>> START

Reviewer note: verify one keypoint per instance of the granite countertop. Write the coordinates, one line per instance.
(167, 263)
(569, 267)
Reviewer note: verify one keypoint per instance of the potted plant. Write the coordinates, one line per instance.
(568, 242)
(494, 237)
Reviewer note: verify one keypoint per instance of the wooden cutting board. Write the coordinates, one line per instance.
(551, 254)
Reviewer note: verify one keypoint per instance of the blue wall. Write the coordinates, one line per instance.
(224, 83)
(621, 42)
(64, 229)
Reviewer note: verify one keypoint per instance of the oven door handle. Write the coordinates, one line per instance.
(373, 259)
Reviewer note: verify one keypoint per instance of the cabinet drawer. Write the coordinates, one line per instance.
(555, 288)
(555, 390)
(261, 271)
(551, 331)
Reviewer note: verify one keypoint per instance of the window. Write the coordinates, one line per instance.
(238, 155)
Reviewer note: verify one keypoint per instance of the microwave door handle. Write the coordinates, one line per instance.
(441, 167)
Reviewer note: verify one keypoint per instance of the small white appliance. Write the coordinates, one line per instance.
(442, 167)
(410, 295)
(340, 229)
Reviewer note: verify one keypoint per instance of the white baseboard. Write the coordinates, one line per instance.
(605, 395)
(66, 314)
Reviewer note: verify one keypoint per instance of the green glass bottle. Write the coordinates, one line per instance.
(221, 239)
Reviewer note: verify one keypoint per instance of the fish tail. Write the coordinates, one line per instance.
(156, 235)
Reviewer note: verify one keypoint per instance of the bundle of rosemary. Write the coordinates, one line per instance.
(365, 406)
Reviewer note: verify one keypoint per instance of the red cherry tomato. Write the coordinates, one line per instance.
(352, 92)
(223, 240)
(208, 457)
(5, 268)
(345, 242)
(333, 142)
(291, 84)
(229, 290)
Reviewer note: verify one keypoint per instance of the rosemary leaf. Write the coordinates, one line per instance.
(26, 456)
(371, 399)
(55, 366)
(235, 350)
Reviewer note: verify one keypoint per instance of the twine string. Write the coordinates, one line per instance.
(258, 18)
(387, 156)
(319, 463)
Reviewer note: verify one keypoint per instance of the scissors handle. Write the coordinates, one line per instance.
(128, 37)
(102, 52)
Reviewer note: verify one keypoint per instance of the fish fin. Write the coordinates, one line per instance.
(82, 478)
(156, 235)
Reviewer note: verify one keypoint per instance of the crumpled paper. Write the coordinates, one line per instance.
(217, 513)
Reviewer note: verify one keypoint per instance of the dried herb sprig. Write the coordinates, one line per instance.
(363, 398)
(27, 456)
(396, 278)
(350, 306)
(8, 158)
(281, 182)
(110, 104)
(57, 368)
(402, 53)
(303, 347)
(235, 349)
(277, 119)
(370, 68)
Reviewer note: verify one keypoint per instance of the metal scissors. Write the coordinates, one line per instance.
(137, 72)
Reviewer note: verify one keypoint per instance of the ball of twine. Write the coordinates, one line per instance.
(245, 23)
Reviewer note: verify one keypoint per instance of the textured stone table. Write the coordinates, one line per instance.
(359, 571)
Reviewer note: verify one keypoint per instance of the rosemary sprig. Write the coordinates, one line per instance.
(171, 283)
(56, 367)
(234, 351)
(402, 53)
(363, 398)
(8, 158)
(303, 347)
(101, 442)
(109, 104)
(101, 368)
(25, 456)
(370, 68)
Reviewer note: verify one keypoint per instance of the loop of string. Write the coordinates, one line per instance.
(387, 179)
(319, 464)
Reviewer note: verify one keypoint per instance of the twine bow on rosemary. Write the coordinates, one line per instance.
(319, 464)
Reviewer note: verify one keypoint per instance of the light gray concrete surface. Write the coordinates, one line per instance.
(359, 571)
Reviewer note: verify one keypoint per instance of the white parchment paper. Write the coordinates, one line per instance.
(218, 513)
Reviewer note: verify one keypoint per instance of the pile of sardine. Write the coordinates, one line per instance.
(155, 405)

>> END

Set down the entries above again, word for word.

Result of the exercise:
Reviewer note: verify one keypoint per instance of the granite countertop. Write the coordinates, one line per instance.
(167, 263)
(569, 267)
Reviewer note: verify one keypoint per instance of the potted plant. Write the coordinates, one line per instance.
(568, 242)
(494, 237)
Reviewer note: verify one keypoint per instance of the wooden cutting board. Write the coordinates, one line per instance.
(551, 254)
Reviewer note: verify one keypoint per instance of the blue wall. Write the coordinates, one line per instance.
(224, 83)
(621, 42)
(64, 229)
Reviewer note: verify one keypoint per instance of the oven door handle. Write the coordinates, one line per instance.
(373, 259)
Reviewer note: verify one keypoint per instance of the cabinet drawer. Write the coordinates, one line per instance.
(555, 288)
(555, 390)
(261, 271)
(551, 331)
Reviewer note: verify one keypoint per instance of the window. Write the coordinates, one line per instance.
(238, 155)
Reviewer note: verify one keypoint per instance of the microwave door handle. Write the coordinates, one line per instance.
(441, 167)
Reviewer note: verify one keypoint per instance of the small white appliance. Write the coordinates, one line per instance.
(442, 167)
(410, 295)
(340, 229)
Reviewer note: verify one keypoint per instance of the white baseboard. Write the coordinates, one line per instance.
(605, 395)
(66, 314)
Reviewer note: verify one keypoint per instance of the green glass bottle. Write the coordinates, one line per instance.
(221, 239)
Reviewer note: verify one keypoint per instance of the fish tail. Write the coordinates, one line per instance.
(156, 235)
Reviewer note: verify one keypoint per instance of the bundle of rosemary. Write the coordinates, one line per instance.
(365, 406)
Reviewer note: verify one keypoint per instance of the red cherry tomato. Write the coordinates, one line per instance.
(352, 92)
(223, 240)
(208, 457)
(5, 268)
(345, 242)
(333, 142)
(291, 84)
(229, 290)
Reviewer note: verify one keypoint per instance of the rosemary leaf. Write the coordinates, one line per instance.
(26, 456)
(371, 399)
(55, 366)
(235, 350)
Reviewer note: verify one keypoint per instance of the twine string. Write the coordinates, one line per instance.
(258, 18)
(387, 156)
(319, 463)
Reviewer note: verify one keypoint per instance of the scissors handle. Write the coordinates, one line per instance.
(128, 37)
(102, 52)
Reviewer note: verify one keypoint per instance of the fish fin. Write the coordinates, one line per instance.
(82, 478)
(156, 235)
Reviewer note: verify one keypoint per instance of the crumpled paper. Write the coordinates, one line per instance.
(217, 513)
Reviewer note: verify one keypoint per instance of the dried herb sprig. Write the coordinates, one line per instance.
(363, 398)
(27, 456)
(396, 278)
(350, 306)
(8, 158)
(281, 182)
(110, 104)
(57, 368)
(402, 53)
(303, 347)
(235, 349)
(277, 119)
(370, 68)
Reviewer note: verify one keypoint per instance of the metal scissors. Write the coordinates, one line per instance.
(137, 72)
Reviewer note: verify one keypoint per instance of the ball of twine. Write the coordinates, one line per instance.
(245, 23)
Reviewer note: verify one keypoint per instance of the textured stone table. Write the coordinates, one line per instance.
(359, 571)
Reviewer note: verify one keypoint per instance of the rosemary sprig. Write the coordinates, one line per instance.
(171, 283)
(56, 367)
(234, 351)
(402, 53)
(363, 398)
(8, 158)
(303, 347)
(101, 442)
(109, 104)
(101, 368)
(25, 456)
(370, 68)
Reviewer note: verify one keypoint per instance of the loop of string. Write the coordinates, one line per instance.
(387, 179)
(319, 464)
Reviewer note: verify one keypoint per instance of the twine bow on rosemary. Write the coordinates, one line per instance.
(319, 464)
Reviewer note: verify one keypoint per instance of the light gray concrete surface. Write the coordinates, one line per instance.
(359, 571)
Reviewer note: verify one keypoint per instance of the white parchment paper. Write the coordinates, one line per instance.
(218, 513)
Reviewer note: verify one keypoint per instance of the pile of sardine. Write the coordinates, one line per instance.
(155, 405)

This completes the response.